THE TASK: Count the lines in the records below that contain the string "building", and give only that number.
>> START
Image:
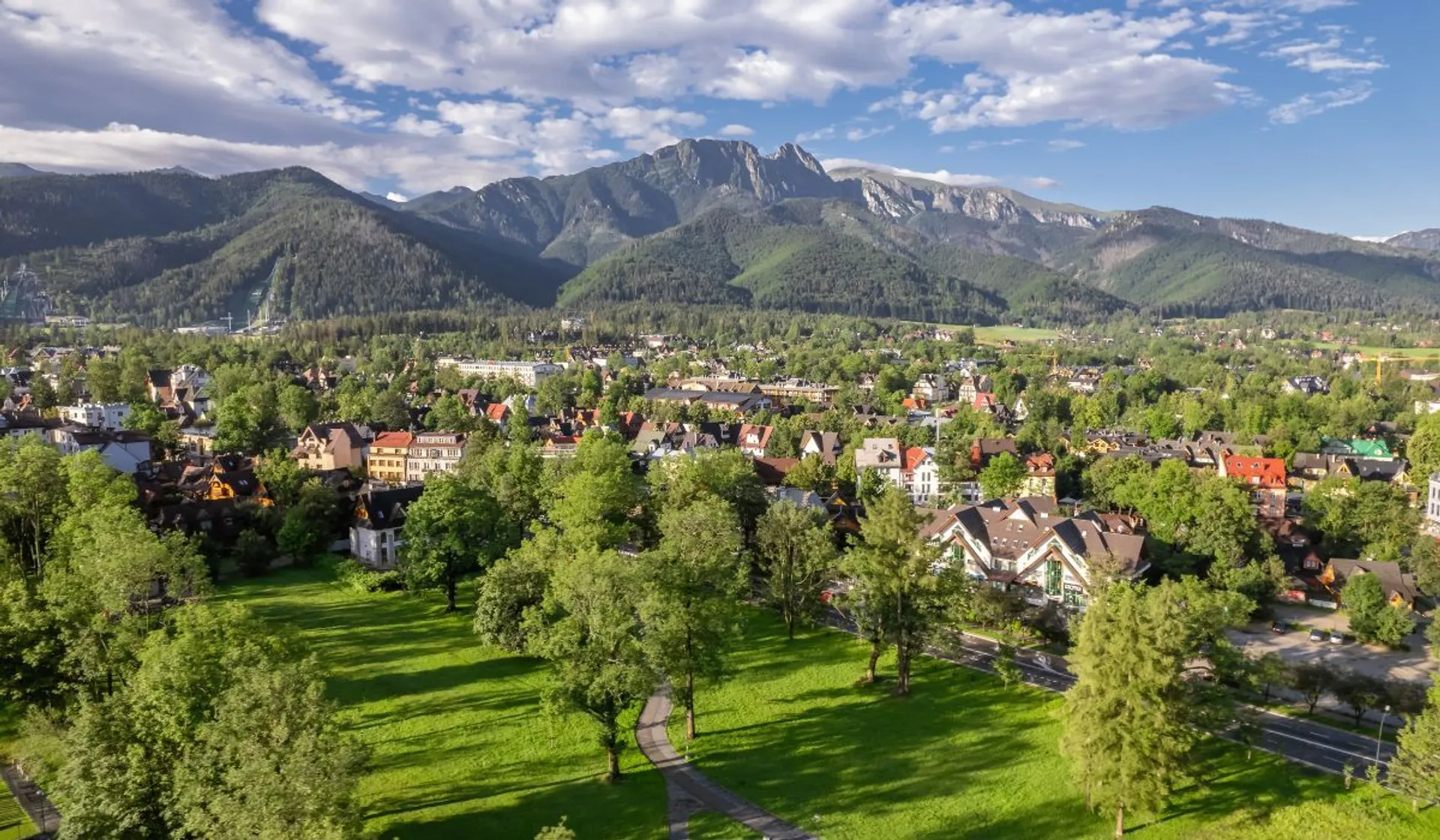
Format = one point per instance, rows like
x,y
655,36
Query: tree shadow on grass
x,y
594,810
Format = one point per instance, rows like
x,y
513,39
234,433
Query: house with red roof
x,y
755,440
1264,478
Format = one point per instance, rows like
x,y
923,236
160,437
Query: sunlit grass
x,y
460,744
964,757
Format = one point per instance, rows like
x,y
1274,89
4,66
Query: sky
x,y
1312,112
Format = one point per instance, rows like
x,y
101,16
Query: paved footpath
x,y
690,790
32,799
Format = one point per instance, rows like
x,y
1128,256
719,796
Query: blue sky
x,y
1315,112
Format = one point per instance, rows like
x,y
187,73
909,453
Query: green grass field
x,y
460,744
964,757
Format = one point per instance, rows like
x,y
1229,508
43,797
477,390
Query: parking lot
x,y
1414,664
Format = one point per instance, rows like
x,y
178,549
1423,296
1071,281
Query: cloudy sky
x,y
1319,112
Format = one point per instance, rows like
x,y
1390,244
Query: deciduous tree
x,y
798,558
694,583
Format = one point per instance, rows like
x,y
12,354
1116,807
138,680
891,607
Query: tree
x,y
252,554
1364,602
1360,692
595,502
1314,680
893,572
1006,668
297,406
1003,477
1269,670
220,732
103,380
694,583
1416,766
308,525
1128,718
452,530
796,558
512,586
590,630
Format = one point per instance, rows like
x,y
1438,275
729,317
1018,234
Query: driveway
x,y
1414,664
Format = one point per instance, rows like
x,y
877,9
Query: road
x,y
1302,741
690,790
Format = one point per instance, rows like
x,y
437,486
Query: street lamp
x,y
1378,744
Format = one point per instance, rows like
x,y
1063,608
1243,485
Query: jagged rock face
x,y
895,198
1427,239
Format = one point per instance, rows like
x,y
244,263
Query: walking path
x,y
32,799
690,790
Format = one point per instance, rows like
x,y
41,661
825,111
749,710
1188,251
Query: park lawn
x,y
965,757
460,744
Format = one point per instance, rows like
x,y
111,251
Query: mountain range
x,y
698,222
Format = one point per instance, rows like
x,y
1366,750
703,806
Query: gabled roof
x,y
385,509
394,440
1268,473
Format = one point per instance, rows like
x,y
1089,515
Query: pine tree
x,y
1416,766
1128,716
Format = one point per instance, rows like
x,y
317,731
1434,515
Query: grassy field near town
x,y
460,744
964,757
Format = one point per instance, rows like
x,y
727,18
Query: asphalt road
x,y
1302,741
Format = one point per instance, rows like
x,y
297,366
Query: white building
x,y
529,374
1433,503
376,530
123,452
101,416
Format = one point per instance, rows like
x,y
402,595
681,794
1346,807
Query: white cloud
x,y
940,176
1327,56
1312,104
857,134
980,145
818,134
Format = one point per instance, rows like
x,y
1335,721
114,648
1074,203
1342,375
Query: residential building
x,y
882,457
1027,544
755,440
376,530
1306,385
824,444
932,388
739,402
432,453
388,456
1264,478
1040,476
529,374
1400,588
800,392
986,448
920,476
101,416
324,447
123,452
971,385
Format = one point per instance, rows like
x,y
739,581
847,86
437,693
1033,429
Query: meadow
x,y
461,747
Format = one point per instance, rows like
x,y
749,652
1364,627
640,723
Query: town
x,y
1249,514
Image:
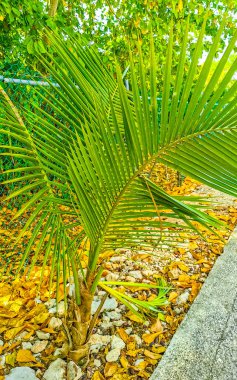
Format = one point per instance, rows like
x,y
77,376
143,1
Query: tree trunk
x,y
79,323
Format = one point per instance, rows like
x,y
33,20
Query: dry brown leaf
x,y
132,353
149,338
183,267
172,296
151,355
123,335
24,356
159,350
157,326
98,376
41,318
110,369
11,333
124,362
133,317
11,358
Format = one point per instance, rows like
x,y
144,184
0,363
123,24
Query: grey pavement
>> END
COMPLETE ANSWER: 2